GIVEN TEXT:
———
Women’s boxing highlights where the men are letting themselves down, writes Derek “Sweet D” Williams

IN THE business world theory suggests that flexibility and satisfaction are among the primary competitive advantages SMEs (Small and Medium-sized Enterprises) have over larger rivals. Their structures are simpler and leaner, giving them the ability to respond to change and make decisions faster than more powerful but cumbersome businesses. They tend to be closer to their customers and more in touch with what is needed to satisfy them, in theory at least.

Apply this as a metaphor to women’s boxing and its male equivalent and you get an idea of where I’m going with this. Women’s boxing is the SME, which is currently demonstrating the greater capacity to satisfy the specific need of its consumer – to see the biggest fights available – despite its lower bargaining power. While the men’s side is the rich, giant company that enjoys a dominant and linear position in the market with its customers (us) and suppliers (boxers), which doesn’t always see the need to change if the money continues to roll in.

In 2022, boxing’s SME has just begun to gain some traction in a market that has been reluctant to get behind its product in the past. Okay, enough of the business speak for now. To put it more plainly, women’s boxing has already delivered on one of its biggest matchups with the classic between Katie Taylor and Amanda Serrano in April, which saw two historic firsts: it was the first women’s fight to headline the hallowed Madison Square Garden in its 140-year history. The first ever $1 million pay cheque received by each woman made it the richest women’s boxing match to date.

In a couple of weeks arguably the most anticipated fight in the history of women’s boxing and possibly one of the most coveted in all of boxing right now, Clarissa Shields versus Savannah Marshall, will take place in London and unlike Taylor-Serrano, their middleweight unification clash, which headlines the first all-women card, rescheduled by a month because of the death of The Queen, is borne out of discord and true rivalry; a decade-long one. Natasha Jonas, herself a double-world champion, predicted beforehand that Shields-Marshall would redefine women’s boxing such is its magnitude.

The raucous build-up to the original date was gold. If you prefer your big fights to come with a large side of acrimony, then Shields and Marshall delivered. We were presented with two of the best fighters in the sport, in their primes, with oil and water personalities that irritate the hell out of each other, both undefeated and absolute in their belief that they can beat the other. The self-proclaimed GWOAT versus the only women to have beaten her.

But even their rivalry was outstripped by the outright dislike on display between Alycia Baumgardner and Mikaela Mayer. Suddenly there were two huge fights, and this became the one I really wanted to see. Watching the final press conference and the apparent readiness and willingness of the top four women to go to war and put it all on the line it was hard not to feel frustration at the men’s side for its inability to do the same.
———
INFORMATION PROVIDED:
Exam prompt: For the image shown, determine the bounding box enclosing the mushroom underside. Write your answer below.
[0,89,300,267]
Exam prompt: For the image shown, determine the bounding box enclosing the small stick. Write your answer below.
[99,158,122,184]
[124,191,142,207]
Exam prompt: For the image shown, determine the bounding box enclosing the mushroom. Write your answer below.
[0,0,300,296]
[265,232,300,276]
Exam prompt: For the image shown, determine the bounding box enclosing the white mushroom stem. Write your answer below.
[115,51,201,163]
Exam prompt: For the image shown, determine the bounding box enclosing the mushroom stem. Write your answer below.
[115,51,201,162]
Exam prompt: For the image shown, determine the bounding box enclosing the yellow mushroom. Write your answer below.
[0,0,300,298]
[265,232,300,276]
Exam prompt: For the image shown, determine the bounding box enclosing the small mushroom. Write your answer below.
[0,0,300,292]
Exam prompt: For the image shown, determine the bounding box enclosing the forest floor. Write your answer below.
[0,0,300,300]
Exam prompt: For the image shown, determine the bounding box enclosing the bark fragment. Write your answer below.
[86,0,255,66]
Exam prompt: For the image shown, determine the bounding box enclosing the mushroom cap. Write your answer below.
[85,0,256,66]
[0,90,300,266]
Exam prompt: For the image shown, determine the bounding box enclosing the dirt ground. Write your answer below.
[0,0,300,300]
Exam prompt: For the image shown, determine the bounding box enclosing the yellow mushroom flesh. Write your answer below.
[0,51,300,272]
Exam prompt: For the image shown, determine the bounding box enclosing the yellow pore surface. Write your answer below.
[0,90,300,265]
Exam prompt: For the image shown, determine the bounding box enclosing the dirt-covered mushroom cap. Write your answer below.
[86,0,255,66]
———
TO BE DONE:
**A)** Duplicate the records, starting at their first line and ending at the line that contains "[124,191,142,207]".
**B)** Pick up the piece on women's boxing where it stops and keep writing it.

RESPONSES TO THE EXERCISE:
**A)**
Exam prompt: For the image shown, determine the bounding box enclosing the mushroom underside. Write your answer below.
[0,89,300,267]
Exam prompt: For the image shown, determine the bounding box enclosing the small stick. Write your answer below.
[99,158,122,184]
[124,191,142,207]

**B)**
Claressa Shields and Savannah Marshall at a press conference ahead of their ill-fated September 10 fight (Lawrence Lustig)

When it comes to making the biggest fights, men’s boxing has quite frankly, under delivered. It’s not just this year either. So far in 2022, there has been one major fight, which was Canelo v Golovkin 3, and it’s a fight that wasn’t came about by demand, considering Canelo was coming of a loss to Dmitry Bivol and Golovkin is 40 and in terminal decline. A sizeable chunk of the endless debate and discussion which is dedicated to the sport is generally about fights that are not being made or those that didn’t get made when they could or should have. Tyson Fury might fight Anthony Joshua in December, likewise, Errol Spence and Terence Crawford could finally share a ring, but would anyone be surprised if neither fight materialised?

Don’t get me wrong, it’s not all about mega fights; important fights are still happening. The ones that shape divisions, progress careers, etch boxers in the history books and give the sport continuity, but boxing fans crave seeing the biggest fights possible. Where the elite emerges, and legends are made. This no longer happens and worse still, there appears to be a half-heartedness by boxers, promoters and the networks to collaborate closely enough to improve the current malaise. It’s the big company effect again. Successful and cash rich, but slower to respond to its market’s needs.

Like so many things boxing has long been the province of men and women female participants have inevitably and somewhat unfortunately been judged by the historical standards set by men’s boxing. This means the boxing public at times has been dismissive and baulked at the frequent mismatches and world titles won by boxers without much experience.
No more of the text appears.